WHAT YOU SHOULD DO:
Output each record below exactly, leaving any picture out of the copy.

RECORDS:
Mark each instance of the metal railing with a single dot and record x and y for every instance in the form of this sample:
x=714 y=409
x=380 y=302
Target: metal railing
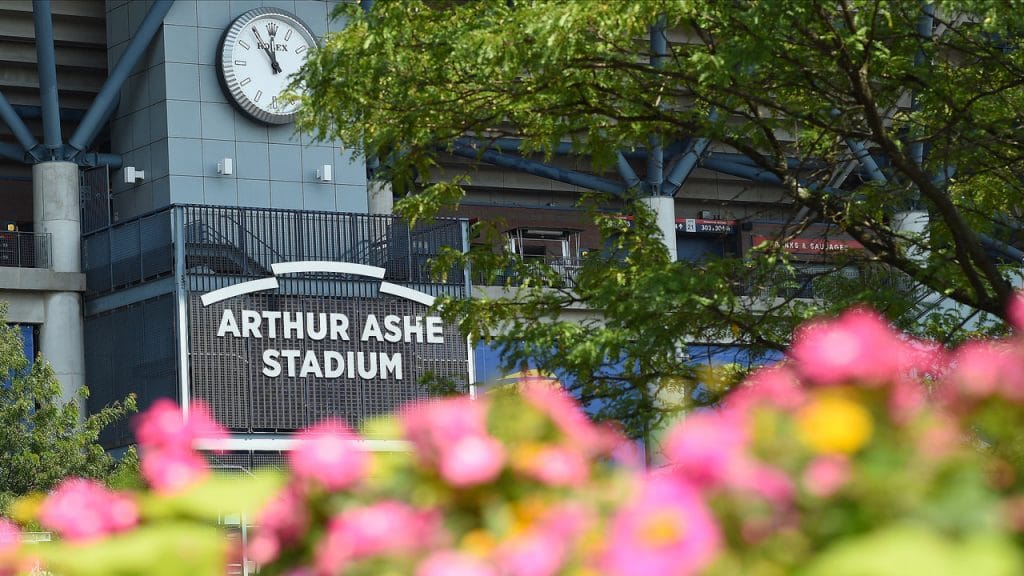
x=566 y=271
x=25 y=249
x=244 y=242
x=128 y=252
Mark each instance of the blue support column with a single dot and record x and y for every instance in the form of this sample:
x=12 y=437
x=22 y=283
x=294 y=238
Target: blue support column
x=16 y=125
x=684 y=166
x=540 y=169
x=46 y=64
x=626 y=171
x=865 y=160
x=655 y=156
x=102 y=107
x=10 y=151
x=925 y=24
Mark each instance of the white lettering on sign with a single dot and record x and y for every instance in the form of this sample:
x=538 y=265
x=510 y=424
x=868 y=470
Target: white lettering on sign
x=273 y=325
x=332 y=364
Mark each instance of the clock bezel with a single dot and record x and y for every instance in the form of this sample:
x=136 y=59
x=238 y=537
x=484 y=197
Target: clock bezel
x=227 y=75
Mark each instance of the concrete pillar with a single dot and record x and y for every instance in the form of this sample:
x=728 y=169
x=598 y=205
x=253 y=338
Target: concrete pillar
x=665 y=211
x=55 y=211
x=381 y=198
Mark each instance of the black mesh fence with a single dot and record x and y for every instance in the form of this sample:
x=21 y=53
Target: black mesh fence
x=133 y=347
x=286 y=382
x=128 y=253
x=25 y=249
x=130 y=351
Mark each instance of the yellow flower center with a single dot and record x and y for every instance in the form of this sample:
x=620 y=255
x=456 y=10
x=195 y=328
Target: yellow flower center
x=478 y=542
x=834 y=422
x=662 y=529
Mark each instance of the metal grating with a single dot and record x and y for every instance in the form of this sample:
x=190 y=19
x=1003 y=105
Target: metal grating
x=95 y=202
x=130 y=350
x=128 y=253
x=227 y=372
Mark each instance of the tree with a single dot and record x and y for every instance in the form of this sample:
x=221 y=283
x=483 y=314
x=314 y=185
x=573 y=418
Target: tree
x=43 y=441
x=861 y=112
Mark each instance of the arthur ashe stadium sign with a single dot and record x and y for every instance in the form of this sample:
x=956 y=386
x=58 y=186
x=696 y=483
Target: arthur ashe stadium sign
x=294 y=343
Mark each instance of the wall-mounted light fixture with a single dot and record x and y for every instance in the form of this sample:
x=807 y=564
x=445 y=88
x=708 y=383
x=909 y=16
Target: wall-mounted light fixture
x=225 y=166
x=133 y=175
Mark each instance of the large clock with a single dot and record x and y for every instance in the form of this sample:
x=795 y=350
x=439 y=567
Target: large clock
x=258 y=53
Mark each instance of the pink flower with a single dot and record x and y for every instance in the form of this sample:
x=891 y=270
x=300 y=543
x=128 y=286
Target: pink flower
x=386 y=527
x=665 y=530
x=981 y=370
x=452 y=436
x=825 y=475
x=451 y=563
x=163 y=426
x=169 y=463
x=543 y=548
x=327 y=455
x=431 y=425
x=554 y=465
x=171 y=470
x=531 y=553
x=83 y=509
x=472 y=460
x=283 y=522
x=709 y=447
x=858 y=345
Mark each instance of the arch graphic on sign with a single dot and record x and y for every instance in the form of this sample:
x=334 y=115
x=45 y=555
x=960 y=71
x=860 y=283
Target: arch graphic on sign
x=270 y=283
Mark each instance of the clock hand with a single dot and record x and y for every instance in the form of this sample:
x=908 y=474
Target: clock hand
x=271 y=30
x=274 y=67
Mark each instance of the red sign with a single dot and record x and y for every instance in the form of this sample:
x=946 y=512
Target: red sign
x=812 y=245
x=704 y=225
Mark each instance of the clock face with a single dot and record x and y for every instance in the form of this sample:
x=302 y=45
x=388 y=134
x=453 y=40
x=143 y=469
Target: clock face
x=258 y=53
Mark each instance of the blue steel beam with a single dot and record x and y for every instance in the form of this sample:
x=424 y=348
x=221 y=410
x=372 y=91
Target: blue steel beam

RESPONSE AREA:
Mark each instance of the metal railing with a single dot and record x and y for every instance in the form of this sample:
x=714 y=409
x=380 y=302
Target: metal railing
x=566 y=271
x=25 y=249
x=244 y=242
x=128 y=252
Mark each instance of the blue support column with a single dot and record x and y for every instance in the form of this sample:
x=12 y=437
x=22 y=283
x=294 y=238
Target: blue support column
x=16 y=125
x=684 y=166
x=540 y=169
x=46 y=64
x=626 y=171
x=865 y=160
x=655 y=156
x=102 y=107
x=10 y=151
x=925 y=24
Mark each instance of the white lettering on sign with a single dot and record x and y for every instance in the form of this sample:
x=538 y=265
x=510 y=424
x=868 y=470
Target: white lettering on sign
x=273 y=325
x=332 y=364
Mark each instance of the clock bezel with a single dot and record x and y for every instance in the form of this sample:
x=136 y=59
x=238 y=537
x=484 y=197
Target: clock bezel
x=227 y=75
Mark each instance of the concrete pillar with a single dot and record x and y for every instance in the form of this sample:
x=728 y=169
x=598 y=205
x=253 y=338
Target: concrete pillar
x=665 y=211
x=55 y=211
x=381 y=198
Mark each instance of the black mesh fence with a single dot and record x and y for every instance in the form of this sample:
x=21 y=53
Target: black mesh fence
x=133 y=347
x=286 y=382
x=128 y=253
x=25 y=249
x=130 y=351
Mark each instance of the yellow flower center with a single dot and record x and y for every instance in the form of this sample:
x=620 y=255
x=456 y=10
x=195 y=328
Target: yellow flower center
x=478 y=542
x=834 y=422
x=662 y=529
Mark each instance of the metal grating with a single dot and record x and y for every instance in the form of this sample:
x=190 y=19
x=1003 y=105
Target: metal grating
x=95 y=202
x=130 y=350
x=128 y=253
x=227 y=372
Mark each instance of the tree with a single dot and record x and y for every instance in the form of this sample:
x=221 y=283
x=483 y=314
x=314 y=185
x=573 y=418
Target: tree
x=43 y=441
x=861 y=112
Mark each instance of the arthur ashe stadium sign with a single dot and record x and y for every instance in the form of this sample:
x=956 y=386
x=58 y=186
x=696 y=483
Target: arthur ashe stadium sign
x=294 y=343
Mark each instance of the wall-mounted light fixture with a single dot and record x and y for every instance in the form of this sample:
x=807 y=564
x=445 y=88
x=708 y=383
x=909 y=16
Target: wall-mounted light fixture
x=225 y=166
x=133 y=175
Mark each instance of the large clock with a single dot and record x and y for every instance in the form of this sample:
x=795 y=350
x=439 y=567
Target: large clock
x=258 y=53
Mark each instance of the pink flower with a single dot and record x and y for every instance in the form of this sample:
x=891 y=270
x=300 y=543
x=128 y=286
Target: pink flower
x=386 y=527
x=665 y=530
x=981 y=370
x=452 y=436
x=825 y=475
x=451 y=563
x=163 y=426
x=169 y=463
x=543 y=548
x=327 y=455
x=431 y=425
x=554 y=465
x=171 y=470
x=531 y=553
x=83 y=509
x=472 y=460
x=283 y=522
x=709 y=447
x=858 y=345
Mark each instance of the arch graphic on sign with a single dot and record x and y for every instance in the form of this sample:
x=334 y=115
x=45 y=555
x=960 y=71
x=860 y=283
Target: arch graphic on sign
x=270 y=283
Mark each instance of the clock hand with a single dot and record x and y for every instance in the form of this sample:
x=908 y=474
Target: clock hand
x=271 y=30
x=274 y=67
Mark each instance of the red sign with a single dot and record x and y for every instance in the form of this sample:
x=946 y=512
Target: red sign
x=812 y=245
x=704 y=225
Mark each instance of the clock face with a single dot and record x and y for every instance in the form of this sample:
x=302 y=45
x=388 y=134
x=453 y=40
x=143 y=469
Target: clock face
x=258 y=53
Mark each instance of the blue steel beam with a single dot and record x and y for every instance in the form of this sample:
x=424 y=348
x=221 y=410
x=372 y=91
Target: blue steel beam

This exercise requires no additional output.